Position annotation records
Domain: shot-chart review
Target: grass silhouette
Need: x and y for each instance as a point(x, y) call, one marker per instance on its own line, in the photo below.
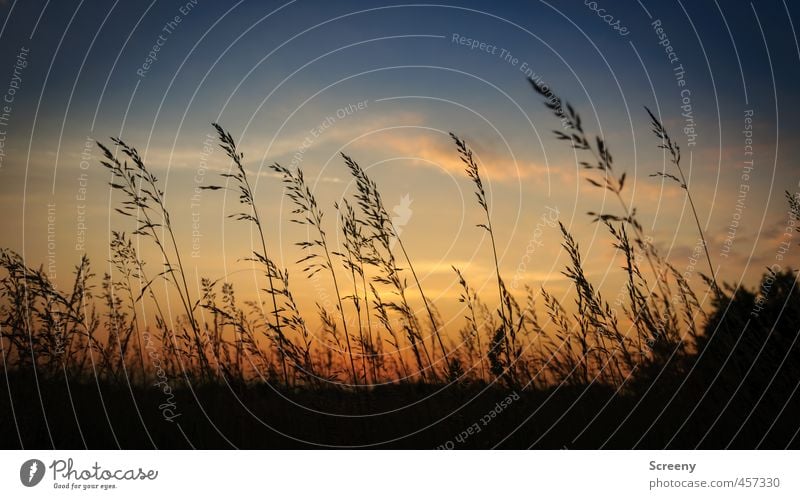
point(680, 375)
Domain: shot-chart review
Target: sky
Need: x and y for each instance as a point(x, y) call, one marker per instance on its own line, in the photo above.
point(300, 82)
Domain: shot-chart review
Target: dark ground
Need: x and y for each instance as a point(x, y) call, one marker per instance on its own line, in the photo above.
point(415, 417)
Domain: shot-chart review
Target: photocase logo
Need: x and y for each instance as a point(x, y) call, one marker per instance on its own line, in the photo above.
point(31, 472)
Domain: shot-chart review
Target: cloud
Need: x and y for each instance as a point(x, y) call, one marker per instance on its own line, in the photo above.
point(425, 150)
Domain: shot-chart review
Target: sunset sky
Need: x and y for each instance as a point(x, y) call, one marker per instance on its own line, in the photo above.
point(299, 82)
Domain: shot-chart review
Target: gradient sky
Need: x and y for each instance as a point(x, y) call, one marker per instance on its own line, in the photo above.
point(271, 72)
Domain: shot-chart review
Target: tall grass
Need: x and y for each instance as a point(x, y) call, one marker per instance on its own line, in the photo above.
point(658, 318)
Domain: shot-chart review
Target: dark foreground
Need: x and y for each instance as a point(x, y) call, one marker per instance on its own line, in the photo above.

#### The task:
Reproduce the material above word for word, from start to finish, and leave out the pictures.

#### Full response:
Domain: shot-chart review
Target: grass silhouette
Need: x and y for each instance as a point(x, y) call, one marker per instance on its own line, in the photo below.
point(680, 375)
Domain: shot-chart review
Target: sky
Need: x and y for each instance as a point(x, y) call, one marker per instance on its own line, in the photo above.
point(300, 82)
Domain: shot-chart review
Target: dark ground
Need: x and y for each instance as a point(x, y) call, one marker per instance on its own line, in the photo above.
point(415, 417)
Domain: shot-chart review
Target: photocase logo
Need: x and y for each instance as a point(x, y) call, one marker per instance on its own line, in the photo above.
point(31, 472)
Domain: shot-chart review
Target: cloud
Need: x and y for each instance as a point(x, y) call, one marker per instance on its own line, in the photo above.
point(425, 150)
Domain: shot-chart review
Target: sunset sky
Need: x and y for each instance as a point(x, y) call, one marker per instance on its own line, in the photo above.
point(299, 82)
Domain: shot-chart review
Target: gradient sky
Need: x and y for each instance as a point(x, y) call, one marker per instance on its own line, in the photo above.
point(271, 72)
Domain: shot-chart review
Target: tall grass
Need: x and y for each instance as a point(x, y) call, one marker per instance on its own line, in the photo above.
point(658, 318)
Domain: shot-chart review
Target: dark foreground
Need: x and y for each instance as a point(x, y) call, one marker per instance on its own line, in the photo above.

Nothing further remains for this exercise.